> Teks yang diberikan:
==============================
Peternak Babi melakukan penyemprotan di kandang. (BP/dok)

DENPASAR, BALIPOST.com – Pemerintah Provinsi Bali mengeluarkan kebijakan penghentian sementara pengiriman ternak ke luar Bali untuk antisipasi wabah Penyakit Mulut dan Kuku (PMK). Kebijakan ini disesalkan peternak babi yang tergabung dalam Gabungan Usaha Peternakan Babi Indonesia (GUPBI) Bali.

Menurut Ketua GUPBI Bali, Ketut Hariyasa, Senin (23/5), kebijakan ini tidak disertai solusi pengiriman hewan, khususnya babi, sehingga berdampak pada kerugian peternak.

“Produk kita menjadi overweight, sebulan tidak ada penyelesaian. Harga sempat turun Rp2 ribu namun tak sampai jatuh banget. Ini indikator Bali belum pulih. Kalau populasinya sudah pulih maka harga pasti jatuh pada titik terendah,” ujarnya.

Menjelang hari raya Galungan yang akan datang, menurutnya tidak mengalami kendala berarti dengan adanya kasus ini, baik dari sisi harga maupun jumlahnya, karena populasi babi di Bali mulai membaik pascaterkena wabah 2019 lalu.

Namun diakui populasi babi belum pulih betul sehingga tidak benar jika ada yang mengatakan Bali oversupply babi. Akibat dari ketidakjelasan dari pemda dan pemerintah pusat terkait lalu lintas hewan ini, diakui minat untuk kembali beternak
memulihkan populasi akibat wabah sebelumnya juga surut.
==============================
> Soal:
Tulis ulang sebagian teks berita tentang peternak babi di Bali tanpa mengubah apa pun. Mulailah dari kata-kata yang memuat "DENPASAR, BALIPOST.com –", lalu berhenti setelah "pada kerugian peternak.".

(Item dataset)
==============================
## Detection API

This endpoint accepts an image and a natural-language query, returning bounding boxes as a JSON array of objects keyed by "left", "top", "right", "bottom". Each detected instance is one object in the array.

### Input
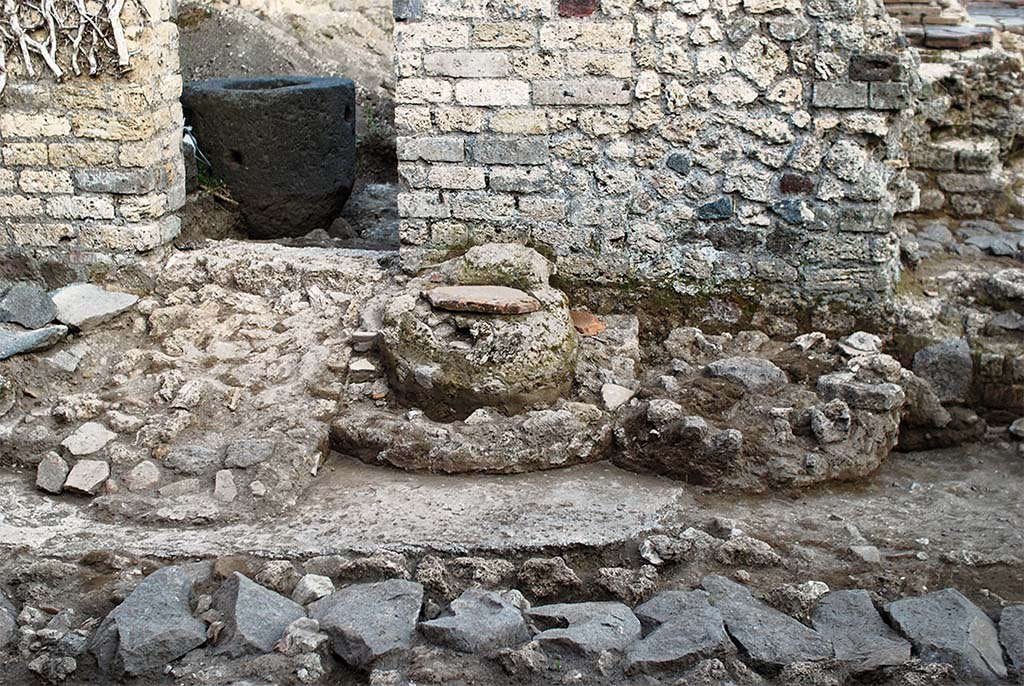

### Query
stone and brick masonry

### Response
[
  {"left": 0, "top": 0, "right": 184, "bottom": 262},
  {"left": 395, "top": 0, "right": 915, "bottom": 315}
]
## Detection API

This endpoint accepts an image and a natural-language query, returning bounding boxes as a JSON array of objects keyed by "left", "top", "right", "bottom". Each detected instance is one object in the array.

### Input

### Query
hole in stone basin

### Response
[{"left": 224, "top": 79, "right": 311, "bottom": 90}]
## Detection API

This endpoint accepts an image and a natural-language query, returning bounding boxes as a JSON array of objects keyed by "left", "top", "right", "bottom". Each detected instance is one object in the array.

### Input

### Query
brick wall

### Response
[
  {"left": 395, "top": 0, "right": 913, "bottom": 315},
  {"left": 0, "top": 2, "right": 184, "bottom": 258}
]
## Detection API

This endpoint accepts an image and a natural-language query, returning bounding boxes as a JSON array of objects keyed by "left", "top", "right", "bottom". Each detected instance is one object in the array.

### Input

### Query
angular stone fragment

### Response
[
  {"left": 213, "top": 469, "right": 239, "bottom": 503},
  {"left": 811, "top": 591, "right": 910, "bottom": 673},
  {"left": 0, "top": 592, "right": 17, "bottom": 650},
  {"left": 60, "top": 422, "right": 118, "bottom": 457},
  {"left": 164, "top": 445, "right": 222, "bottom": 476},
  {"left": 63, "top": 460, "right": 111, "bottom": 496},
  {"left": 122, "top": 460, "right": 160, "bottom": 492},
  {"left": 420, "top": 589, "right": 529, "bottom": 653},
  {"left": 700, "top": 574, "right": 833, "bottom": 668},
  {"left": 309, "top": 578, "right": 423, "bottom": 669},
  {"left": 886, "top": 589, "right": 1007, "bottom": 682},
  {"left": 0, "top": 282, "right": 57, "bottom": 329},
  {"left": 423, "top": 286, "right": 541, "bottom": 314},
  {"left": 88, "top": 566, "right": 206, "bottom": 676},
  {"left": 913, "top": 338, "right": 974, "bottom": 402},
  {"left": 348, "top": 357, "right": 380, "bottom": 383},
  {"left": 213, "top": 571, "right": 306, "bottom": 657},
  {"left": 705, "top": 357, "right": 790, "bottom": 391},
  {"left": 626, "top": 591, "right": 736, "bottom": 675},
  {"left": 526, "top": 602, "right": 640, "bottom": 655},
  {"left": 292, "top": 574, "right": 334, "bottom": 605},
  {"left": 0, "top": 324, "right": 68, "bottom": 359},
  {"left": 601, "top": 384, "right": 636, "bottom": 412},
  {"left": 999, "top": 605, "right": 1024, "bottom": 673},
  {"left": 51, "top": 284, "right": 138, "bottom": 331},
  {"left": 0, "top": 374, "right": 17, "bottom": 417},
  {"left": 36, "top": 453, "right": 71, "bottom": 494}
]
==============================
> Hasil tugas:
DENPASAR, BALIPOST.com – Pemerintah Provinsi Bali mengeluarkan kebijakan penghentian sementara pengiriman ternak ke luar Bali untuk antisipasi wabah Penyakit Mulut dan Kuku (PMK). Kebijakan ini disesalkan peternak babi yang tergabung dalam Gabungan Usaha Peternakan Babi Indonesia (GUPBI) Bali.

Menurut Ketua GUPBI Bali, Ketut Hariyasa, Senin (23/5), kebijakan ini tidak disertai solusi pengiriman hewan, khususnya babi, sehingga berdampak pada kerugian peternak.